### Task prompt
Report each line of the entries below that has the word "target" in it.

### Dataset extract
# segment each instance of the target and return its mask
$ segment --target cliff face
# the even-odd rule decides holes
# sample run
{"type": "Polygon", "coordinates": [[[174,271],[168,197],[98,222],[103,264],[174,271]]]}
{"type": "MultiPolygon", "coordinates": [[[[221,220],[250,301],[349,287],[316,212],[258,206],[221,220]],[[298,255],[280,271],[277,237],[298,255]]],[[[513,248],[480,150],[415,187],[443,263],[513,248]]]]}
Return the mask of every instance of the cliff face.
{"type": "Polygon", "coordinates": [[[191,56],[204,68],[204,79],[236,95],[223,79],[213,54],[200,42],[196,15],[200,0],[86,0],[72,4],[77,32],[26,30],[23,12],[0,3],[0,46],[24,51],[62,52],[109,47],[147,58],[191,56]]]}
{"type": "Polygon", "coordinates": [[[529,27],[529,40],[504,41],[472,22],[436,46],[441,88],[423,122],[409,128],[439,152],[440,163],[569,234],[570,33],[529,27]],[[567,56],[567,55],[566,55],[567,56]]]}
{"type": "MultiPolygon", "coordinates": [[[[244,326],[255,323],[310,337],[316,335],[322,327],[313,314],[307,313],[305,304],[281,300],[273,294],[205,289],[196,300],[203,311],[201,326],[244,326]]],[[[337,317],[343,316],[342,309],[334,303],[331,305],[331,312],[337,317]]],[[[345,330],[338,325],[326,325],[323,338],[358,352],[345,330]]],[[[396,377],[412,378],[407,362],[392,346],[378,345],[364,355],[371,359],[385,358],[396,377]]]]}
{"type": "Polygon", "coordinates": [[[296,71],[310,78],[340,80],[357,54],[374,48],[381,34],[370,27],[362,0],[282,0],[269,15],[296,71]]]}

### Response box
# segment each instance of the target and return its mask
$ segment --target cliff face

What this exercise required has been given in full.